Like so many others this week, I am dressing up with my friends and heading out for some fun.
But my road to Tuesday’s Madonna concert stretches much longer than 45 minutes on I-70.
As an oldest child and, by nature, rather naïve, I started junior high in 1984 just past the borderline of childhood. Not only like a virgin, but actually a virgin in this new and foreign teen world, I soon found a group of girlfriends with whom I would begin my adolescent journey, guided, of course, by the trio of Molly Ringwald, the Huxtables and Madonna.
While my parents cringed at that last one, my friends and I shared the same girly passion for lace gloves, bangle bracelets and slow-dancing (or, in my case, hoping to slow-dance) with cute boys to “Crazy for You.” Before there was karaoke, there were 10 girls from Queen of the Holy Rosary Catholic School gathered for sleepovers every weekend, belting out “Material Girl” into our hairbrush/microphones.
While we all slowly lost touch in high school and college, Madonna did not lose us. And, as my circle of friends evolved over the decades, Madonna was always part of my gang.
Sometimes she was the one in the group we all envied; sometimes she was the one we all called a whore. Sometimes she was the one who broke up with her boyfriend or had a baby or married Sean Penn. Sometimes she was the one who showed us a new dance move or got us into yoga or made us think that if she could write a children’s book, we all could.

Exercise details: According to the Madonna essay above, in what year did the writer start junior high?

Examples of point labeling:
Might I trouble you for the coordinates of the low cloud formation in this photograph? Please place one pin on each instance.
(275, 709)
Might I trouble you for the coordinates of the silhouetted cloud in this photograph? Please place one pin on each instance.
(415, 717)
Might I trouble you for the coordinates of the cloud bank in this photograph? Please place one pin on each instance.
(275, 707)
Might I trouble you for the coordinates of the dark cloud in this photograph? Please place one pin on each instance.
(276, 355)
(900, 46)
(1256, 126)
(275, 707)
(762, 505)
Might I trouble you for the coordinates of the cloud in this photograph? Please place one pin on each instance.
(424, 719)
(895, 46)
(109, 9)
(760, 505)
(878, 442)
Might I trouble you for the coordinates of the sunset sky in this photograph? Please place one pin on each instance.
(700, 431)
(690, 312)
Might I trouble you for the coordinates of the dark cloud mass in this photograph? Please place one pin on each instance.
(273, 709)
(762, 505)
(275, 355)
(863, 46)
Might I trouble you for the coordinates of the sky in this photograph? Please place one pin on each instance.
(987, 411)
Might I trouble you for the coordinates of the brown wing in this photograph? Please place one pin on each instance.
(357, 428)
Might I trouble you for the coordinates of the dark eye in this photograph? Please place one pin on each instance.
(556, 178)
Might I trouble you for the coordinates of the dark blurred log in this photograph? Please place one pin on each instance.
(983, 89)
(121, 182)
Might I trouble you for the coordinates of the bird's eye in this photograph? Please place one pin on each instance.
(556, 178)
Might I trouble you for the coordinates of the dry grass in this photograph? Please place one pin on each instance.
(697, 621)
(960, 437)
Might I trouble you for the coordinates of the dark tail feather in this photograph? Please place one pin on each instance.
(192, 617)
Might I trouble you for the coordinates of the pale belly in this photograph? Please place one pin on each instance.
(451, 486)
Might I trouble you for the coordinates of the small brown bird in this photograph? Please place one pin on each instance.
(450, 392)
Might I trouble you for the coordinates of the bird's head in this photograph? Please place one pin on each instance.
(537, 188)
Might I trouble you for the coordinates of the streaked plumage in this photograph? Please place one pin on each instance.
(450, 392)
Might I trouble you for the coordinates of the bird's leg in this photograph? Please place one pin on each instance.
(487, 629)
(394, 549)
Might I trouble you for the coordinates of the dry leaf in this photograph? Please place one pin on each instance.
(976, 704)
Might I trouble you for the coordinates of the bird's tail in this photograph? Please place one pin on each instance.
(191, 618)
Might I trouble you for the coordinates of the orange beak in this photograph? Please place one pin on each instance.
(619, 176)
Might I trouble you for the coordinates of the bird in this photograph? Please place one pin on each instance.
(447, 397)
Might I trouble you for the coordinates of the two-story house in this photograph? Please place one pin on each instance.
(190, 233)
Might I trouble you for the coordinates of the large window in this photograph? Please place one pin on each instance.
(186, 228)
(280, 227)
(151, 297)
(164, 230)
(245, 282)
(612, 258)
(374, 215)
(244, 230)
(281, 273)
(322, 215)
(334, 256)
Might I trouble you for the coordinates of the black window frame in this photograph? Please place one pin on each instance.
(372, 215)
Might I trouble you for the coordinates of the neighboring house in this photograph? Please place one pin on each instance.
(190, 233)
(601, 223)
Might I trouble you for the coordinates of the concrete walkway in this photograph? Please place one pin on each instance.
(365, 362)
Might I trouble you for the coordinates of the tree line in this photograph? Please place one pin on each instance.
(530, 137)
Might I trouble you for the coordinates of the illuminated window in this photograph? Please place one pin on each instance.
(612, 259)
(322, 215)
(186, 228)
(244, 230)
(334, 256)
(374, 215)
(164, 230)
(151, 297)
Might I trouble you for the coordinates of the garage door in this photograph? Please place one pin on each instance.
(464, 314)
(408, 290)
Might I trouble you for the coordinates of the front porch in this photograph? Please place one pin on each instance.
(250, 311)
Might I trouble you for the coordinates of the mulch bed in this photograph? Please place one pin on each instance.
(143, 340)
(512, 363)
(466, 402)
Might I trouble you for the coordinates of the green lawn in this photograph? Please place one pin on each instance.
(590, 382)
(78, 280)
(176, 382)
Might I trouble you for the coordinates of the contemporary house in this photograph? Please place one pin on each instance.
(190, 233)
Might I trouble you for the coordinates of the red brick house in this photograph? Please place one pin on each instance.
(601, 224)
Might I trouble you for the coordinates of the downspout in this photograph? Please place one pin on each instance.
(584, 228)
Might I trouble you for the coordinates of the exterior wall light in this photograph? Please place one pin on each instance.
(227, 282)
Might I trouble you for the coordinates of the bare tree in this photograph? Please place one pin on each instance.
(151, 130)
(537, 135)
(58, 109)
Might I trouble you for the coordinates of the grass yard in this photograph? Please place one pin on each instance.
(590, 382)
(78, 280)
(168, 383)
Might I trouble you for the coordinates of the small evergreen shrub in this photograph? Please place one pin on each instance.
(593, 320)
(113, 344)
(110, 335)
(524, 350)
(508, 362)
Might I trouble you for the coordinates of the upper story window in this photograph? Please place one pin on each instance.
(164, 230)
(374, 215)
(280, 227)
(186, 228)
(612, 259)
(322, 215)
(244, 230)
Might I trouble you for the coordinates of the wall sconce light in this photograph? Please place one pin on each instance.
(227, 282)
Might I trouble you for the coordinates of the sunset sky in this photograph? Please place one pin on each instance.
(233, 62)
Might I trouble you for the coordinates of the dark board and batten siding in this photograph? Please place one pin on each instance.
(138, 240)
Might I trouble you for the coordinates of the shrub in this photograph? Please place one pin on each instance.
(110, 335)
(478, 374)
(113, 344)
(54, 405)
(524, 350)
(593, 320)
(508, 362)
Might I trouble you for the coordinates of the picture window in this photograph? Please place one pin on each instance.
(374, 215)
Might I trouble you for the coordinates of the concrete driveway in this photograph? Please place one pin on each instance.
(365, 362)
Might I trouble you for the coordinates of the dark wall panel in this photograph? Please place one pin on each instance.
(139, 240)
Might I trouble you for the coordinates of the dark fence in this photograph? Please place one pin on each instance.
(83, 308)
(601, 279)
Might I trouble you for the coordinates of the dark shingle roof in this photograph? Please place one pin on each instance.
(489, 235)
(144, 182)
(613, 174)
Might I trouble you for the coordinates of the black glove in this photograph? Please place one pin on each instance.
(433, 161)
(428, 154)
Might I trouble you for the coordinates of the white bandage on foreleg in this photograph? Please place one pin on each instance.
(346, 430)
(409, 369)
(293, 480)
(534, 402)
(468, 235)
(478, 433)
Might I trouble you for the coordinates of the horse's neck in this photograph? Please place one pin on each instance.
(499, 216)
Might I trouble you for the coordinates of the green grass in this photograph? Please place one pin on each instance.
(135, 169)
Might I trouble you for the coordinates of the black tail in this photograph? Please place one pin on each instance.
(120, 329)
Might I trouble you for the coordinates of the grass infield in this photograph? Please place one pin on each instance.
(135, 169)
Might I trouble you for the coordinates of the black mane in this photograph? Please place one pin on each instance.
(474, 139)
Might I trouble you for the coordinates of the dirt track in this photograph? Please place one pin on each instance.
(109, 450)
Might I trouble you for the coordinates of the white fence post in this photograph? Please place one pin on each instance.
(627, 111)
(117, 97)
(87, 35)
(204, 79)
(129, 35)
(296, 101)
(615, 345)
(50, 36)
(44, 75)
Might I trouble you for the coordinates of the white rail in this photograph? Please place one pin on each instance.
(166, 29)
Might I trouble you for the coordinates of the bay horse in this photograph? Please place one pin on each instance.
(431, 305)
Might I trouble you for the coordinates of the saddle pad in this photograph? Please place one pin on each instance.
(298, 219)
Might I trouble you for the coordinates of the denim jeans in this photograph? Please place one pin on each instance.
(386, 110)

Response to the task: 1984